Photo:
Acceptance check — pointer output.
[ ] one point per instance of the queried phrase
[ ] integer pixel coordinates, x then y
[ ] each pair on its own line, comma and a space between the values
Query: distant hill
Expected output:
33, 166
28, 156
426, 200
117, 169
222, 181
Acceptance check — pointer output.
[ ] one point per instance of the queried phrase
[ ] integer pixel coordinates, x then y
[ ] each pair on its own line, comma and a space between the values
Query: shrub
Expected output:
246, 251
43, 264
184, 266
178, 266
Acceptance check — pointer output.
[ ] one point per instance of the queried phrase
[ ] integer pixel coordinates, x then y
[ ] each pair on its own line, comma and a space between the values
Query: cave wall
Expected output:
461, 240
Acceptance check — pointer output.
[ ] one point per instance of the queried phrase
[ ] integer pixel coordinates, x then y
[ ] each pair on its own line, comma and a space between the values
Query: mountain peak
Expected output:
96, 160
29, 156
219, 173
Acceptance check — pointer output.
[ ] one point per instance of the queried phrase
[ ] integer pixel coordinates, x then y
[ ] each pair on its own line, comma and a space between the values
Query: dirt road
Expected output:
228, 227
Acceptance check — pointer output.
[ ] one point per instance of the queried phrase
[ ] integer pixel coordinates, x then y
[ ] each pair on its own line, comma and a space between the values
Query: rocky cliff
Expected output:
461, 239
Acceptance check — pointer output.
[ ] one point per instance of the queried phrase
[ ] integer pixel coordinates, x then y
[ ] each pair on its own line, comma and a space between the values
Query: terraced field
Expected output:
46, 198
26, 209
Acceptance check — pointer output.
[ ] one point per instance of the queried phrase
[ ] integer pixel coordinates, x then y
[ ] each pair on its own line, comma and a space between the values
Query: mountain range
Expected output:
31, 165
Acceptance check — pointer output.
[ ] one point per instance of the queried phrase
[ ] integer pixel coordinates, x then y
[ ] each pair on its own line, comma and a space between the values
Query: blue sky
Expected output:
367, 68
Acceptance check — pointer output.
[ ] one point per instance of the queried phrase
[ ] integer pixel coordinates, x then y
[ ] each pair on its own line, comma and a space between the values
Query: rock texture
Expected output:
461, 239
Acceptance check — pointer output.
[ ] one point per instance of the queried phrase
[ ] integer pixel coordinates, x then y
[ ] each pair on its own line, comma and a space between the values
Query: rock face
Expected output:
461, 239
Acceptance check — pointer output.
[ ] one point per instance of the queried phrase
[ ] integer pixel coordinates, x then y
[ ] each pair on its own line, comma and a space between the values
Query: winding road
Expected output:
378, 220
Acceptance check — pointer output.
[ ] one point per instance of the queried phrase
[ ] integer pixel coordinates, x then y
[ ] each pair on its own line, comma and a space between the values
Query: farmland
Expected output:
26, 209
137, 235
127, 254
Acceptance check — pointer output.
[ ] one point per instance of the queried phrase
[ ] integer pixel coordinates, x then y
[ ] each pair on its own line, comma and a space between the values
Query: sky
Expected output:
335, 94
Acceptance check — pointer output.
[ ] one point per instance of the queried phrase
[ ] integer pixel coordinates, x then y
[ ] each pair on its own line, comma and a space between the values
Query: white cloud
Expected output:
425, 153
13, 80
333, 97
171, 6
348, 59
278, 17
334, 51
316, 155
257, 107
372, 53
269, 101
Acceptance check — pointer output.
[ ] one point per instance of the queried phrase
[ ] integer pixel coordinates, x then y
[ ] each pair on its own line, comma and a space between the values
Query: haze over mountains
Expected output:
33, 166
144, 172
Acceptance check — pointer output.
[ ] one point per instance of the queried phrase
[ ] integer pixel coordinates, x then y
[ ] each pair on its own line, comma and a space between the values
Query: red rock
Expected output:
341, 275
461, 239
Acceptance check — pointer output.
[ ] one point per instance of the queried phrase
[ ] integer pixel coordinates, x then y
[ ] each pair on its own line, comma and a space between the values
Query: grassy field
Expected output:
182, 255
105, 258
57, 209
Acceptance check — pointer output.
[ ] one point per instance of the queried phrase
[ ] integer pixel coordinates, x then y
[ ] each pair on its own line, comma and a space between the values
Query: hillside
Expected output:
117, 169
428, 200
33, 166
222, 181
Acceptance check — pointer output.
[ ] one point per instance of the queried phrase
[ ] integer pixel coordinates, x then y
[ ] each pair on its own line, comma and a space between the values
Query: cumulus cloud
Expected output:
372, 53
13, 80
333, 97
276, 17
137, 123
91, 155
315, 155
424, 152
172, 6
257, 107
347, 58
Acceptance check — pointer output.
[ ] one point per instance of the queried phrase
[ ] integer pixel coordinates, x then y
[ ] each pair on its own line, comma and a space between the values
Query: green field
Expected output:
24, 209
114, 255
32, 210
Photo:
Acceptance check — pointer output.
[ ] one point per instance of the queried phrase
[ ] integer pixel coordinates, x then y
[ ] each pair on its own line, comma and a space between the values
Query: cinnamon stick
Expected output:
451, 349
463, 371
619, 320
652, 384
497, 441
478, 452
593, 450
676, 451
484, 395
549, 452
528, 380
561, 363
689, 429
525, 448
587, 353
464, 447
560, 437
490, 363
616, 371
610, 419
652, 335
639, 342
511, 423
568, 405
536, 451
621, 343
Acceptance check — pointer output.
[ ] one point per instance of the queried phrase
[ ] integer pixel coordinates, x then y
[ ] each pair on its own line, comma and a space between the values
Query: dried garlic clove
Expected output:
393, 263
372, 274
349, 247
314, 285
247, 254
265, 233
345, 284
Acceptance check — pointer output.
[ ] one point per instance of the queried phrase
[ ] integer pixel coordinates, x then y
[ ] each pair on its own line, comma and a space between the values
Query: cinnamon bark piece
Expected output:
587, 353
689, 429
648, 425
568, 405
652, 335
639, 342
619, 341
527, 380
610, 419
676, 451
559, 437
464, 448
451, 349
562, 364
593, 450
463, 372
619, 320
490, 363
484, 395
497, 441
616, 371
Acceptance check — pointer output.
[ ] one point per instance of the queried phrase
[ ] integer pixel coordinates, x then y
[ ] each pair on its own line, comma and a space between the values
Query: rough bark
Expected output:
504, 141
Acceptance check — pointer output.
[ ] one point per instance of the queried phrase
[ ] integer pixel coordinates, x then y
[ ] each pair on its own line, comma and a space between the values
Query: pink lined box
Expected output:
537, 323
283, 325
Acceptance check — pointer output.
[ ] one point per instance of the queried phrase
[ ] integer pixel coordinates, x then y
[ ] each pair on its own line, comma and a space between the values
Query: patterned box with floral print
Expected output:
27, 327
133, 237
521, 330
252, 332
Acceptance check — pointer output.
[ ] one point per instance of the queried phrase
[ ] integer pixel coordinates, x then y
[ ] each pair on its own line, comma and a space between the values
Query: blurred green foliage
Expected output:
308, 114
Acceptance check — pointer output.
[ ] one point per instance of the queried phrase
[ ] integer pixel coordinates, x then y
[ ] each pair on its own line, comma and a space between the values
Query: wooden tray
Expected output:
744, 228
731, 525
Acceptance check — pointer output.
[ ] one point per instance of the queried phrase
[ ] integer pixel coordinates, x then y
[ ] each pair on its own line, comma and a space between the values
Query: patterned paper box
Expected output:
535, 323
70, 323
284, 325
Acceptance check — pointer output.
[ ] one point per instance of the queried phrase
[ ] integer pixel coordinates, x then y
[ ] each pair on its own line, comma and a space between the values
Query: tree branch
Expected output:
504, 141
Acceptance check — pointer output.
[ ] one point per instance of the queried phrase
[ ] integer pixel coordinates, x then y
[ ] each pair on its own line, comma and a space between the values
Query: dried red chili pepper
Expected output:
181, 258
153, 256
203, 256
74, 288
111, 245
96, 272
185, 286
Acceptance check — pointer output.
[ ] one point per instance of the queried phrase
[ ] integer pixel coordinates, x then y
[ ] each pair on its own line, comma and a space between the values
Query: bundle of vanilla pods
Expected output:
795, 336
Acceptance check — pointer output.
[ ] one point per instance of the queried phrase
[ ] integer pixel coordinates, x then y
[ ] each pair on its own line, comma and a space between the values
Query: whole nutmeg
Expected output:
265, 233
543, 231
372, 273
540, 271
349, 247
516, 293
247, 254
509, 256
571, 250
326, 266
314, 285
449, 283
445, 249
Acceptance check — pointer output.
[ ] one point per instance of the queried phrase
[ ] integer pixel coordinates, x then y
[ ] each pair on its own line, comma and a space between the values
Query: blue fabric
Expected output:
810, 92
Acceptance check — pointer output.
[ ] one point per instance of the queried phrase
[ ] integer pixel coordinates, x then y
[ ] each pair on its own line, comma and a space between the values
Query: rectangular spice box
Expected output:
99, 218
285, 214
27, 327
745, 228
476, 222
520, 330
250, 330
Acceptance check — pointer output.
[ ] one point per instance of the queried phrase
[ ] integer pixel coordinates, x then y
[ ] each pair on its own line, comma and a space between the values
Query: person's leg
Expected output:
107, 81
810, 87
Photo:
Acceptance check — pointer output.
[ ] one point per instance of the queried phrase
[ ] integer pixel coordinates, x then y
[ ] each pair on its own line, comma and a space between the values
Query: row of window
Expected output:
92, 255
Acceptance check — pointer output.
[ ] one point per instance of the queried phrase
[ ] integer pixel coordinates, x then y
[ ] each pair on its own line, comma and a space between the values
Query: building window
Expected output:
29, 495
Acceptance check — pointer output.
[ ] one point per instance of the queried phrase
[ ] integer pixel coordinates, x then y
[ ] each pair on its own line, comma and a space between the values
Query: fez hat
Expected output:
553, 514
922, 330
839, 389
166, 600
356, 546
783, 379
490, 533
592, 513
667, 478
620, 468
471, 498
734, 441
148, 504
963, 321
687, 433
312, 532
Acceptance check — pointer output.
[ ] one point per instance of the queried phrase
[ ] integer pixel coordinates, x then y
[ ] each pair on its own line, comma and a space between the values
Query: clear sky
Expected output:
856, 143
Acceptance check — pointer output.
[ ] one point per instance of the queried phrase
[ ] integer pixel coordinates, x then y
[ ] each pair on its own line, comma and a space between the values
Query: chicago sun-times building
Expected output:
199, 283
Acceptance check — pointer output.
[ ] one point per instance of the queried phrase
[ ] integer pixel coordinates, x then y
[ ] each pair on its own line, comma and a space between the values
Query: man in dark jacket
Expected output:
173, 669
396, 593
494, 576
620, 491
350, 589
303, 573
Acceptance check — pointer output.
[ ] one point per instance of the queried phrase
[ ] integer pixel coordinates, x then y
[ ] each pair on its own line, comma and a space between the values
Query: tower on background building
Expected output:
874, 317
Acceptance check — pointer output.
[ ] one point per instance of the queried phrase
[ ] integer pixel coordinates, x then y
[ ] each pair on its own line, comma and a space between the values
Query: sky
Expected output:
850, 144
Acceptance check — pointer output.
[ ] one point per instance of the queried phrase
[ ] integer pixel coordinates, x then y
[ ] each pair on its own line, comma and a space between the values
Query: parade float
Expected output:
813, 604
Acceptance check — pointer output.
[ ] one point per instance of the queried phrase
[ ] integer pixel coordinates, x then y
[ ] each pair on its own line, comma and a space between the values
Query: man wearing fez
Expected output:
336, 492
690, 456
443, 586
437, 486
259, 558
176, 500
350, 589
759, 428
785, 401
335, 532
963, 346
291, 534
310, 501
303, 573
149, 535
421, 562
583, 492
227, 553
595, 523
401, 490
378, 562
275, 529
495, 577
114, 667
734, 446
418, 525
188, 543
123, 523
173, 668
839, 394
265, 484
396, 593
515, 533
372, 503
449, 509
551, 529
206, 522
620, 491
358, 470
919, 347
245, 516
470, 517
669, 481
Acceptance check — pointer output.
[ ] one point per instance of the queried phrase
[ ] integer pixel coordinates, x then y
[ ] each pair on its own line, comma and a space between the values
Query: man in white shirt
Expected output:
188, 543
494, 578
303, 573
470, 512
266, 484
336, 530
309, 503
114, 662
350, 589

● **GOAL OF THE EXERCISE**:
From the listing above, pull out every line that contains the word "cinnamon" and copy each one unchanged.

● **RESULT OF THE TASK**:
Query: cinnamon stick
Query: cinnamon bark piece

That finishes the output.